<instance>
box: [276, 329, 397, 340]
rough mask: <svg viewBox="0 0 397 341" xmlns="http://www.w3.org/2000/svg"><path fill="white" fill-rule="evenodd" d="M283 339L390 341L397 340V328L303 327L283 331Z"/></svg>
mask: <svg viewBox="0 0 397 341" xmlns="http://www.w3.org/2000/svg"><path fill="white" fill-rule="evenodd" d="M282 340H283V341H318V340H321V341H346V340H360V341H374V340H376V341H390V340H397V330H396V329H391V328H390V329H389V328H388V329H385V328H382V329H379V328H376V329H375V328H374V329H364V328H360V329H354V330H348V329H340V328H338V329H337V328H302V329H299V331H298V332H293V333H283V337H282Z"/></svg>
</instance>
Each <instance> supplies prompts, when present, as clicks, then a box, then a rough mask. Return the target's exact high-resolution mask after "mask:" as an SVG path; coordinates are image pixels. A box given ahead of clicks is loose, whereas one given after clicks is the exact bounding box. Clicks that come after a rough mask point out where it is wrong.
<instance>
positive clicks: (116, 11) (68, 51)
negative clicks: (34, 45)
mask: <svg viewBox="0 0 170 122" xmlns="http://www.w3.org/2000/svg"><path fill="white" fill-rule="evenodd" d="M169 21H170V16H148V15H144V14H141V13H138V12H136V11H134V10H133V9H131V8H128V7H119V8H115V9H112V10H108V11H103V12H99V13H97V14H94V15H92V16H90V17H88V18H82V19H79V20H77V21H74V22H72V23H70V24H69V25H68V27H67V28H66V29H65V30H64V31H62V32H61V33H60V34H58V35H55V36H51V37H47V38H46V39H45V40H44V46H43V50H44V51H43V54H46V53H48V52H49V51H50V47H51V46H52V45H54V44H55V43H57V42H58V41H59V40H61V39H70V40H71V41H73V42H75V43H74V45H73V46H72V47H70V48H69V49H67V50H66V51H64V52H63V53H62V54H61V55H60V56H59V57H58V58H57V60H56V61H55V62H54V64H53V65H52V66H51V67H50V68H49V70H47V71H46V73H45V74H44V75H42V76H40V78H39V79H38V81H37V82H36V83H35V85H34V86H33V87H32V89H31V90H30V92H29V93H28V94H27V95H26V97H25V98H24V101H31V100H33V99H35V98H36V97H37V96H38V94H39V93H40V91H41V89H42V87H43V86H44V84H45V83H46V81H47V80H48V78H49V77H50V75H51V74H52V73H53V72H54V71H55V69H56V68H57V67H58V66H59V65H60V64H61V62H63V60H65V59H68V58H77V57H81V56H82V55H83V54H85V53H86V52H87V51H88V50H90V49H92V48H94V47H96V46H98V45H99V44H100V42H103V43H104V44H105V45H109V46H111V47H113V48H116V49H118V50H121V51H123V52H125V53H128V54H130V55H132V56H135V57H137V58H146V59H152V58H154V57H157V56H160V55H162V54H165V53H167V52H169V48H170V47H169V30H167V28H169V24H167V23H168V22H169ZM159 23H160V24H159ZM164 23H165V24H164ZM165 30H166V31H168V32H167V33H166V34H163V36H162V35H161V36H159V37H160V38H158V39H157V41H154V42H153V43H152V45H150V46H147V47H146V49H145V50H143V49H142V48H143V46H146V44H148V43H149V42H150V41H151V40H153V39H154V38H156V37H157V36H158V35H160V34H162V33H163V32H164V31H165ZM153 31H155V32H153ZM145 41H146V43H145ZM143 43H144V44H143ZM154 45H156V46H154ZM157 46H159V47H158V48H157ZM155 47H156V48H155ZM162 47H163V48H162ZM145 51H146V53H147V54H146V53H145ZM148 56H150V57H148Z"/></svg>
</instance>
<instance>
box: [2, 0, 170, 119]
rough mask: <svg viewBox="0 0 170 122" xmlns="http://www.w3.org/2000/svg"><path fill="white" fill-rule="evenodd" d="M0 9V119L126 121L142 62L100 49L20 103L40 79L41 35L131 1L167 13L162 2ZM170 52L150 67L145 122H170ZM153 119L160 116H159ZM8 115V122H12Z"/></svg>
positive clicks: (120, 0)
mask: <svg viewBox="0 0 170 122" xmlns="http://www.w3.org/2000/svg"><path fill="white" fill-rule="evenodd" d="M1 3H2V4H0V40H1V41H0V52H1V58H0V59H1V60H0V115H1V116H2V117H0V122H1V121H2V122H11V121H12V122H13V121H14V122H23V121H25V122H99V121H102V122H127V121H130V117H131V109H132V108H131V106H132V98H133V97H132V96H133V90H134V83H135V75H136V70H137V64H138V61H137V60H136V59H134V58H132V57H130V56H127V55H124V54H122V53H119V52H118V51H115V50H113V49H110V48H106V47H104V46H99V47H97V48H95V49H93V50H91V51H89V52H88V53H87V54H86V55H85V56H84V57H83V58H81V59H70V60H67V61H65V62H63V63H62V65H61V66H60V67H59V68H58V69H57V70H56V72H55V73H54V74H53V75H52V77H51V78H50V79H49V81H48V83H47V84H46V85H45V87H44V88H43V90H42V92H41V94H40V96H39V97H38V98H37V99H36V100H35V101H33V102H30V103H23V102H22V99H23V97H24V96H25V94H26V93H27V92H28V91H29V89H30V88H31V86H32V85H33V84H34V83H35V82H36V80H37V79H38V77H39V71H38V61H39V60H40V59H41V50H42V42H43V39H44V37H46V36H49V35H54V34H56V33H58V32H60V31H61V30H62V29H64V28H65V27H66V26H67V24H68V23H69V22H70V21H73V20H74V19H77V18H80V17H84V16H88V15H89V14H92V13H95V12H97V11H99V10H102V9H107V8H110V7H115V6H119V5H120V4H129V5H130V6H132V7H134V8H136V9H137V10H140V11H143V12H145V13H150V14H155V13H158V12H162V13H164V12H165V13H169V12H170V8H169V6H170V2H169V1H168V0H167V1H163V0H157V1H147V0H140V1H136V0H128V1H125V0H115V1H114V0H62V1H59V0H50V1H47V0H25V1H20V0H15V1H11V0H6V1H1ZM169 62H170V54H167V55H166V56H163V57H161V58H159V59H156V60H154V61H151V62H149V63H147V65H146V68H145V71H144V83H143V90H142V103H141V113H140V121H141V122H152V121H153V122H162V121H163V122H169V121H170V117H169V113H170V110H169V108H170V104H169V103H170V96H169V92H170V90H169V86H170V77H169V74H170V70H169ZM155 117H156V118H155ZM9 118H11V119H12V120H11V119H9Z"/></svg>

+ + + + + + +

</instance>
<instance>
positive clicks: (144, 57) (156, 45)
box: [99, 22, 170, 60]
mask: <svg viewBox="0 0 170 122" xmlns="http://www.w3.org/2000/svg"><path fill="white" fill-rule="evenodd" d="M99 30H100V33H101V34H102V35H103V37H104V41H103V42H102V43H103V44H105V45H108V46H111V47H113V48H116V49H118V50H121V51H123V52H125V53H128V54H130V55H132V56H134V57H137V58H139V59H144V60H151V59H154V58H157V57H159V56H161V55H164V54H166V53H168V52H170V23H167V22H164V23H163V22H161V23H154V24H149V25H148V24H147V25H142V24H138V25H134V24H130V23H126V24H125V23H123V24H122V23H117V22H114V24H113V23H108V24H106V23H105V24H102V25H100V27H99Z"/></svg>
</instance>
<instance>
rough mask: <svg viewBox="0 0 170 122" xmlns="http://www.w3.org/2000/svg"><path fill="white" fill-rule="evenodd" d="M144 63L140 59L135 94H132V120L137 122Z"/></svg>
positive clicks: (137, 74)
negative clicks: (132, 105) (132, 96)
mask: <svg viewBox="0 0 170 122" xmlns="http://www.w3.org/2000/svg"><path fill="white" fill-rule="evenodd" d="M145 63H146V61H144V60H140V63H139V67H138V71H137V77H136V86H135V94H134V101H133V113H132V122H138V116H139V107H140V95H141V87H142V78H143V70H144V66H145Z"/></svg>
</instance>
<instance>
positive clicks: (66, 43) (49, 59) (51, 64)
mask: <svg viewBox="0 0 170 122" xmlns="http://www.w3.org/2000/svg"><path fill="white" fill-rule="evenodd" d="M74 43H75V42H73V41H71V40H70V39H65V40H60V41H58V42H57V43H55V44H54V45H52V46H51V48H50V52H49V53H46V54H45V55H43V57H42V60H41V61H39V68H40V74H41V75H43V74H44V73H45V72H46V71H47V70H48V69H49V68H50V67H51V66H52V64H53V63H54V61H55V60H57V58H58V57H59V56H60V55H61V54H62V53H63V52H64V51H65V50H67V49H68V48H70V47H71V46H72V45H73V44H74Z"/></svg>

+ + + + + + +

■ To do
How many lines in the rows above contain the string "rough"? Reply with the number alone.

■ Written answer
4